_Set problem_
All of the records below need to be copied exactly.

_Supplied records_

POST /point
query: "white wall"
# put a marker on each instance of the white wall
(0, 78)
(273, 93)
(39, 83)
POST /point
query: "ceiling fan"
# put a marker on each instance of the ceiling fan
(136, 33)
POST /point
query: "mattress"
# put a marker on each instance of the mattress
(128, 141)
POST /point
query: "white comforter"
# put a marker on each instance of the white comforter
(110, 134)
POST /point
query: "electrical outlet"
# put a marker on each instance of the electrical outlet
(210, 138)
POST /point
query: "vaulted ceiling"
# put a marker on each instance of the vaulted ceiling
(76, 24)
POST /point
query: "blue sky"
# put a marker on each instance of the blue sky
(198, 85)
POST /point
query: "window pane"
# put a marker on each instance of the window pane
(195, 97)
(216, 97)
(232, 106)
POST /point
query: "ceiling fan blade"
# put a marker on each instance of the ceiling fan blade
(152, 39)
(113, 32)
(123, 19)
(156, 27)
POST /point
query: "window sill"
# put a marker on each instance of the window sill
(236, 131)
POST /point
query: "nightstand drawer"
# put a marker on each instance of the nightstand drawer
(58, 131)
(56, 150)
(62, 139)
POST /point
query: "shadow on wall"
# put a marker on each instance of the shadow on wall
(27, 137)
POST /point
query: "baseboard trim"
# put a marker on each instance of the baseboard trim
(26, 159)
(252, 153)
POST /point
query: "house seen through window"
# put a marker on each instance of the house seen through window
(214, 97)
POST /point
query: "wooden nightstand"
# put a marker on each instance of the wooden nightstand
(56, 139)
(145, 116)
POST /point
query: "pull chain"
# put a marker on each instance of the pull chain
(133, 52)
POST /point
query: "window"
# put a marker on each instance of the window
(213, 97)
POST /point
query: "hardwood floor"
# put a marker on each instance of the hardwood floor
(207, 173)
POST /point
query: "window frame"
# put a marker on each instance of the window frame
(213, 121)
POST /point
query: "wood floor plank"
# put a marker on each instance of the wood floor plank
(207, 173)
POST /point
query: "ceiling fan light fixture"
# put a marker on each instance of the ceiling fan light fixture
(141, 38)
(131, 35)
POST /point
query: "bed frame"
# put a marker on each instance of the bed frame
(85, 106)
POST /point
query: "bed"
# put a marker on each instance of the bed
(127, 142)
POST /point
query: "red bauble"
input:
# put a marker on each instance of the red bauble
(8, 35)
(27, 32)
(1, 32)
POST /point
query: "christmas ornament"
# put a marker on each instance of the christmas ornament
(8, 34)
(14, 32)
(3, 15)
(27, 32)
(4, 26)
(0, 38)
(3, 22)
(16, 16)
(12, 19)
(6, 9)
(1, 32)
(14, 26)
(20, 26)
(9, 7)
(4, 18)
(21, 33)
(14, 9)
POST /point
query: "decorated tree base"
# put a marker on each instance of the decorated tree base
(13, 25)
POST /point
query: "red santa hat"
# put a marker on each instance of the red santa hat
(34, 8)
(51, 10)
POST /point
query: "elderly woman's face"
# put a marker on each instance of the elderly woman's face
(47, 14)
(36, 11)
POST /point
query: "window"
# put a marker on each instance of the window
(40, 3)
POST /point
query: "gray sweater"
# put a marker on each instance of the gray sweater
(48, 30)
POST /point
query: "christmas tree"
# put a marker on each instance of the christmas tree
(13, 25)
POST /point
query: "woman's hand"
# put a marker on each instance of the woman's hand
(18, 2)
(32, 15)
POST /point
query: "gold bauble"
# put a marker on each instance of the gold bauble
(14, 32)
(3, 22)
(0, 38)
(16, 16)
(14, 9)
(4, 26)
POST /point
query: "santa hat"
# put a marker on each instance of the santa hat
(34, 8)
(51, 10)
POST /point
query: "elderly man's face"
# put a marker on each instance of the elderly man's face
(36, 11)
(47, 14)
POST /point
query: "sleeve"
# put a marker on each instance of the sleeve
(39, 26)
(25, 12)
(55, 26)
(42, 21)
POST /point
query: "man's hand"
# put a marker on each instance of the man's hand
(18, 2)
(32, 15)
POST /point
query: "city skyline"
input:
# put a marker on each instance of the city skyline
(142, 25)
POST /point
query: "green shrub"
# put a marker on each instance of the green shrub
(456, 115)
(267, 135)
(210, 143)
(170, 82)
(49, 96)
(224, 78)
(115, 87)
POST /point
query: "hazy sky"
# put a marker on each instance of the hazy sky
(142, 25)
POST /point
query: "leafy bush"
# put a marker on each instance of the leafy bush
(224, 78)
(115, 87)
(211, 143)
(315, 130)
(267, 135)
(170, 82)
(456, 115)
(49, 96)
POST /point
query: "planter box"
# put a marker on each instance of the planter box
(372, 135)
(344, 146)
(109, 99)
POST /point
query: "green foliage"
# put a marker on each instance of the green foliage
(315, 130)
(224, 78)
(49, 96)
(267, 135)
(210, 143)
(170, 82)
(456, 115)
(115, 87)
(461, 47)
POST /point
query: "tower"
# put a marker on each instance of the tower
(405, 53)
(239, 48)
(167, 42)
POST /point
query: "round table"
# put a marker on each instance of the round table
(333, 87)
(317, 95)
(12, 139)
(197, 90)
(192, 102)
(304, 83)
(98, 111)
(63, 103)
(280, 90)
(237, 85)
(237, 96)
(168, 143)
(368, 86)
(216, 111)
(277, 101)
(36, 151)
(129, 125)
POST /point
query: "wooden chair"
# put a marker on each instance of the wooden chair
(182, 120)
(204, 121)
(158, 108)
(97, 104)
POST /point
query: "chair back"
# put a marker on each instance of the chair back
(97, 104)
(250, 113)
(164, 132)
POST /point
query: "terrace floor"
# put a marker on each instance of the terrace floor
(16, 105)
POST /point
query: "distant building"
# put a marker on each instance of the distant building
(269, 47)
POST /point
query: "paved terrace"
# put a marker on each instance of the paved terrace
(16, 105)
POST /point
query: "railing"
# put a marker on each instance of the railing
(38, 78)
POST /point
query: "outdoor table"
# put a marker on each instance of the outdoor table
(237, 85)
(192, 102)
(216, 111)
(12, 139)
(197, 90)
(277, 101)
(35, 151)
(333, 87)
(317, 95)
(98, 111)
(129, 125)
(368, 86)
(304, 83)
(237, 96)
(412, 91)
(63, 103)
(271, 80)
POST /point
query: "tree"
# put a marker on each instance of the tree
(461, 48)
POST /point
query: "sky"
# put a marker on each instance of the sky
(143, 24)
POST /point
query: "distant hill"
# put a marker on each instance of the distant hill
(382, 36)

_Exercise output_
POST /point
query: "white wall"
# put a marker on each instance of the white wall
(0, 78)
(273, 93)
(39, 83)
POST /point
query: "ceiling fan"
# put a marker on each instance of the ceiling fan
(136, 33)
POST /point
query: "mattress"
# put a marker on each instance of the mattress
(128, 141)
POST /point
query: "white comforter"
# put a marker on each instance of the white comforter
(110, 134)
POST /point
query: "electrical outlet"
# put a marker on each instance of the electrical outlet
(210, 138)
POST /point
query: "vaulted ceiling"
# put a marker on each instance of the vaulted ceiling
(76, 24)
POST /point
query: "blue sky"
# put a marker on each instance of the blue sky
(198, 85)
POST /point
query: "window pane"
# put a marker on each instance of the window pane
(195, 97)
(216, 97)
(232, 106)
POST /point
query: "ceiling fan blade"
# put a marker on each instance of the ceiling fan blade
(152, 39)
(113, 32)
(123, 19)
(156, 27)
POST /point
query: "window sill"
# put a marker on each instance of the window sill
(236, 131)
POST /point
query: "nightstand drawer"
# put a marker on each instance of the nightstand drawer
(58, 131)
(56, 150)
(62, 139)
POST /point
query: "shadow on wall"
# put a marker on each instance of the shadow on wall
(27, 137)
POST /point
query: "baseboard trim"
# put a marker on each instance of the baseboard trim
(26, 159)
(252, 153)
POST /point
query: "house seen through window"
# put a marker on each instance of the house seen through window
(214, 97)
POST /point
query: "wooden nightstand"
# put a marker on each instance of the wooden nightstand
(56, 139)
(145, 116)
POST /point
query: "pull chain"
# put a marker on each instance of the pull chain
(133, 52)
POST /point
query: "window"
# put a marker on each instance of the window
(213, 97)
POST /point
query: "hardwood floor"
# put a marker on each instance of the hardwood floor
(207, 173)
POST /point
query: "window frame"
# put a marker on each instance of the window frame
(213, 121)
POST /point
query: "wood floor plank"
# put a marker on each instance of the wood floor plank
(207, 173)
POST /point
query: "ceiling fan light fixture"
# put a marker on each instance of the ceiling fan light fixture
(141, 38)
(131, 35)
POST /point
query: "bed frame"
# put a marker on each instance of the bed frame
(85, 106)
POST /point
query: "bed"
# put a marker on each instance of the bed
(127, 142)
POST /point
query: "red bauble"
input:
# put a marker on each instance of the red bauble
(8, 35)
(27, 32)
(1, 32)
POST /point
query: "christmas ornament"
# put a marker on each instance of the christmas ornament
(8, 34)
(14, 32)
(3, 15)
(27, 32)
(4, 26)
(0, 38)
(3, 22)
(16, 16)
(12, 19)
(6, 9)
(1, 32)
(14, 26)
(20, 26)
(9, 7)
(4, 18)
(21, 33)
(14, 9)
POST /point
query: "decorated tree base"
# put a marker on each instance of the decorated tree base
(13, 25)
POST /point
query: "red santa hat"
# put a marker on each instance of the red santa hat
(34, 8)
(51, 10)
POST /point
query: "elderly woman's face"
# put a marker on each instance of the elderly woman's face
(47, 14)
(36, 11)
POST /point
query: "window"
# put a marker on each instance of the window
(40, 3)
POST /point
query: "gray sweater"
# put a marker on each instance of the gray sweater
(48, 30)
POST /point
query: "christmas tree"
# put a marker on each instance of the christmas tree
(13, 25)
POST /point
query: "woman's hand"
# put a marker on each instance of the woman's hand
(18, 2)
(32, 15)
POST /point
query: "gold bauble"
# put a marker on each instance of the gold bauble
(14, 32)
(3, 22)
(0, 38)
(16, 16)
(14, 9)
(4, 26)
POST /point
query: "santa hat"
# put a marker on each instance of the santa hat
(34, 8)
(51, 10)
POST /point
query: "elderly man's face"
# put a marker on each instance of the elderly man's face
(36, 11)
(47, 14)
POST /point
query: "sleeve"
# put a marker on each instance of the sleeve
(39, 26)
(25, 12)
(55, 26)
(42, 21)
POST /point
query: "man's hand"
# put a marker on each instance of the man's hand
(18, 2)
(32, 15)
POST /point
query: "city skyline"
input:
# put a marker on each instance of the city skyline
(142, 25)
POST /point
query: "green shrub"
# put a marker on each instance of the green shrub
(456, 115)
(267, 135)
(210, 143)
(170, 82)
(49, 96)
(224, 78)
(115, 87)
POST /point
query: "hazy sky"
# put a marker on each instance of the hazy sky
(142, 25)
POST /point
query: "leafy bush"
# put a marker on each instance of the leafy bush
(224, 78)
(115, 87)
(211, 143)
(315, 130)
(267, 135)
(170, 82)
(456, 115)
(49, 96)
POST /point
query: "planter box"
# put a marker on each instance of the planter box
(372, 135)
(344, 146)
(109, 99)
POST /point
query: "green foliage"
# put a marker on each instance of the green foliage
(315, 130)
(224, 78)
(49, 96)
(267, 135)
(210, 143)
(170, 82)
(456, 115)
(115, 87)
(461, 47)
POST /point
query: "tower"
# put a marker on each instance of the tower
(405, 53)
(239, 48)
(167, 42)
POST /point
query: "round table"
# put a marker on each instance of the round table
(333, 87)
(317, 95)
(12, 139)
(197, 90)
(192, 102)
(304, 83)
(98, 111)
(63, 103)
(280, 90)
(237, 85)
(237, 96)
(168, 143)
(368, 86)
(216, 111)
(277, 101)
(36, 151)
(129, 125)
POST /point
query: "wooden chair"
# put a marker on each instance of the wooden chair
(182, 120)
(204, 121)
(158, 108)
(97, 104)
POST /point
query: "chair back"
# put a marker on each instance of the chair back
(97, 104)
(250, 113)
(164, 132)
POST /point
query: "terrace floor"
# put a marker on each instance of the terrace floor
(16, 105)
POST /point
query: "distant building"
# put a marker on each instance of the distant building
(269, 47)
POST /point
query: "paved terrace"
# put a marker on each instance of the paved terrace
(16, 105)
POST /point
query: "railing"
# put a marker on each instance of the railing
(38, 78)
POST /point
query: "outdoor table"
# put a marker on each instance of the outdoor table
(237, 85)
(192, 102)
(216, 111)
(12, 139)
(197, 90)
(277, 101)
(35, 151)
(333, 87)
(317, 95)
(98, 111)
(129, 125)
(368, 86)
(304, 83)
(237, 96)
(412, 91)
(63, 103)
(271, 80)
POST /point
query: "tree"
# put a marker on each instance of the tree
(461, 48)
POST /point
query: "sky"
# put a marker on each instance of the sky
(143, 24)
POST /point
query: "distant hill"
# put a marker on each instance of the distant hill
(382, 36)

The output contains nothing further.